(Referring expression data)
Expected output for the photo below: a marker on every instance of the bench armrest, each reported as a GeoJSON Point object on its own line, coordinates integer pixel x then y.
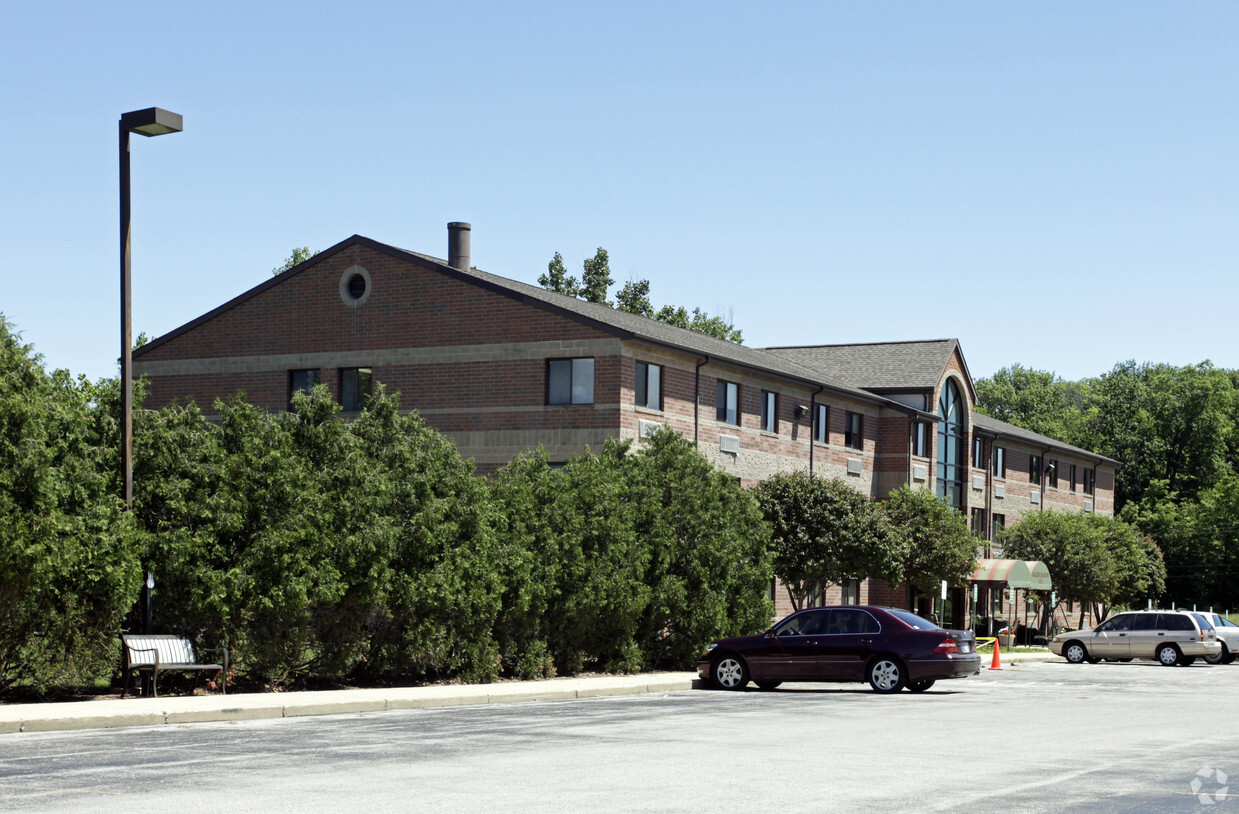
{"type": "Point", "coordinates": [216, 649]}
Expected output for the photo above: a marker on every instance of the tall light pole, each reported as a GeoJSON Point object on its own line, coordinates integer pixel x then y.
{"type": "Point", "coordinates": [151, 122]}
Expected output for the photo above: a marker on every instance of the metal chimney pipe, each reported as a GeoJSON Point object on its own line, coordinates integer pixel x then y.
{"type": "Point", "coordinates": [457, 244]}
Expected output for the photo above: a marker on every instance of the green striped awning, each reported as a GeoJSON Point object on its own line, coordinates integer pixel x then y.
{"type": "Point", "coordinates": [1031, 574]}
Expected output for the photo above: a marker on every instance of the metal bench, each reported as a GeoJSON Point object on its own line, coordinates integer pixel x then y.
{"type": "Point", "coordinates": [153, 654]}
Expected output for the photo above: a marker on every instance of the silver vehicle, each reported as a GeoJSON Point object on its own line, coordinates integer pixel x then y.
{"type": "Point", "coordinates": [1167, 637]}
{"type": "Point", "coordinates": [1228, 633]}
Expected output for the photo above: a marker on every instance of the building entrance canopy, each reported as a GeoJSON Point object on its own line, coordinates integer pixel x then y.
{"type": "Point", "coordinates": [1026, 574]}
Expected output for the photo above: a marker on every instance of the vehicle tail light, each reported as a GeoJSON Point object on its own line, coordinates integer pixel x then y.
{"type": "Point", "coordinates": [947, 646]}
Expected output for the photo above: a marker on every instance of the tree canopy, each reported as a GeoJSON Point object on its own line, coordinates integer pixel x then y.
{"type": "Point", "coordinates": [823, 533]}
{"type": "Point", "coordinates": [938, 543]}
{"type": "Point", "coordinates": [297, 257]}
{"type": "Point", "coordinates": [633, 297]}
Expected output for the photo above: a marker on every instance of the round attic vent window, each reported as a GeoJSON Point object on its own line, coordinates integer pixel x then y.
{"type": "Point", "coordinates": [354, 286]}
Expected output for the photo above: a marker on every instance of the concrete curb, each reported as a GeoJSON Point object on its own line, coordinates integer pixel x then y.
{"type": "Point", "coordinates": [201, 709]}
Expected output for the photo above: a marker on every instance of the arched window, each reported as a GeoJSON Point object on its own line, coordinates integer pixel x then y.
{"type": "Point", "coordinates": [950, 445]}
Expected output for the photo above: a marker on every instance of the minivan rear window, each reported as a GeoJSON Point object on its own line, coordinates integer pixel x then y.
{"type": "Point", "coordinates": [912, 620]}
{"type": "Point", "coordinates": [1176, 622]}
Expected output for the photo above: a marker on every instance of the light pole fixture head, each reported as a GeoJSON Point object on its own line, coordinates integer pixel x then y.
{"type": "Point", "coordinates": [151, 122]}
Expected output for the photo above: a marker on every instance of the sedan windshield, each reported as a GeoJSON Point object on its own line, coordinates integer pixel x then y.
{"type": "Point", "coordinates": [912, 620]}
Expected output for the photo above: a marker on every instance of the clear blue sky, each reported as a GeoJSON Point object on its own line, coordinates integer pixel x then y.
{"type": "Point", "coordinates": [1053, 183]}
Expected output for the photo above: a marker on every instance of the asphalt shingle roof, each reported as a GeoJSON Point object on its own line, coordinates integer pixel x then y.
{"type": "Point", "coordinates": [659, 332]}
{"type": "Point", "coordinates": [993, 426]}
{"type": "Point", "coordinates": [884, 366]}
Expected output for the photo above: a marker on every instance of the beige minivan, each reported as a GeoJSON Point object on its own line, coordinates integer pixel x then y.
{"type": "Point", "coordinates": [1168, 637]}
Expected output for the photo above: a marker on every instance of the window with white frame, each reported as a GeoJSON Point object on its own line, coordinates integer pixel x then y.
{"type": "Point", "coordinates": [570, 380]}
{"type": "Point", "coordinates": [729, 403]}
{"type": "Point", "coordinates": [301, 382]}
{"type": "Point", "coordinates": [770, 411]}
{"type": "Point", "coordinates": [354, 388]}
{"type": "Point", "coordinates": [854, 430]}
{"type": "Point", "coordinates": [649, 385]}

Problem to work on: Reproduce every entry exactly; images stay out.

Written solution:
Expected output for the photo below: a marker on every instance of the bench armrest, each reported as a GeoJSON Point object on its own line, coordinates integer pixel x then y.
{"type": "Point", "coordinates": [216, 649]}
Expected output for the photo above: a marker on every instance of the tall light pole, each reported as a GeoJSON Point object on its own line, coordinates integer pixel x then y.
{"type": "Point", "coordinates": [151, 122]}
Expected output for the photo above: a marker on every instance of the metal chimney pipe, each reported as a GeoJSON Point object on its own line, coordinates integer pixel x then y.
{"type": "Point", "coordinates": [457, 244]}
Expected output for the photo above: a marker on every instance of the green striped awning, each reported as a GeoJSON Point object on its own line, coordinates integer pixel x then y.
{"type": "Point", "coordinates": [1031, 574]}
Expected output for the photo above: a marker on every instance of the metal bench, each reported as a GeoJSON Point object on its own line, coordinates integer pixel x then y.
{"type": "Point", "coordinates": [153, 654]}
Expected output for the photo above: a marker on every instance of the silver vehicle, each reported as a GeoJSON Point object on its own line, coordinates integer pixel x then y.
{"type": "Point", "coordinates": [1167, 637]}
{"type": "Point", "coordinates": [1228, 633]}
Expected output for the photo above: a marker on every instance of the building entrance canopy, each reported as a GeoJSON Point object on its own line, coordinates integer pixel x then y.
{"type": "Point", "coordinates": [1026, 574]}
Expected output for the photo above: a marker on every instance of the vehicle tail light, each reported as a GeoJSON Point object on its own line, coordinates integer pixel x then y.
{"type": "Point", "coordinates": [947, 646]}
Expected output for the photo above: a marker on every instance of the tree canopy, each reported as a GeoJSON Point object on its own line, coordinates integer pixel x then y.
{"type": "Point", "coordinates": [823, 533]}
{"type": "Point", "coordinates": [938, 543]}
{"type": "Point", "coordinates": [297, 257]}
{"type": "Point", "coordinates": [633, 297]}
Expected output for the photo above: a marker on every instance of the round attic vent window, each reported as a GeoJSON Point object on its own line, coordinates integer pixel x then y.
{"type": "Point", "coordinates": [354, 286]}
Expected output for the photo above: a marker on every instance of the concrete curb, each reported as a GeoJSON Point object on its own line, coordinates integer pixel x then y.
{"type": "Point", "coordinates": [201, 709]}
Expected output for the photo above: a marker on every instance of the arched window, each reported as a GeoJSON Point object on its own line, coordinates integer pixel x then y.
{"type": "Point", "coordinates": [950, 445]}
Expected output for the photo above: a marker on every instance of the minivan rear window, each reported as a GeoJSON Point object on its own line, coordinates integer pixel x then y.
{"type": "Point", "coordinates": [912, 620]}
{"type": "Point", "coordinates": [1176, 622]}
Expected output for the photo above: a marker on every instance of the light pole fixture head, each reported as a GeoJSON Point object on its own line, coordinates integer pixel x then y.
{"type": "Point", "coordinates": [151, 122]}
Expected output for the photo above: a marker on every instance of the sedan windshield, each reported as a GeoJSON Point object on its own line, coordinates integer pixel x then y.
{"type": "Point", "coordinates": [912, 620]}
Expected output for the photo above: a marker on every instance of the clear blue sky, each reported as a GeoJSON Point object on its own line, coordinates integer pixel x then y.
{"type": "Point", "coordinates": [1053, 183]}
Expected output for the photo above: a marker on every instance of the asphalt shingle roof, each reported as a GeoJSON Point object on its own line, coordinates integer pixel x then y.
{"type": "Point", "coordinates": [659, 332]}
{"type": "Point", "coordinates": [993, 426]}
{"type": "Point", "coordinates": [884, 366]}
Expected output for the photo above: a marker on every instance of the beige minivan, each reported as a GeoJSON Point object on its own line, coordinates integer pixel x then y.
{"type": "Point", "coordinates": [1168, 637]}
Expected output for the photo above: a marker on every instance of the window with white frame, each reported as a GeoJSON Point object on its own line, coordinates integer pixel x then y.
{"type": "Point", "coordinates": [570, 380]}
{"type": "Point", "coordinates": [729, 403]}
{"type": "Point", "coordinates": [301, 382]}
{"type": "Point", "coordinates": [770, 411]}
{"type": "Point", "coordinates": [354, 388]}
{"type": "Point", "coordinates": [854, 430]}
{"type": "Point", "coordinates": [649, 385]}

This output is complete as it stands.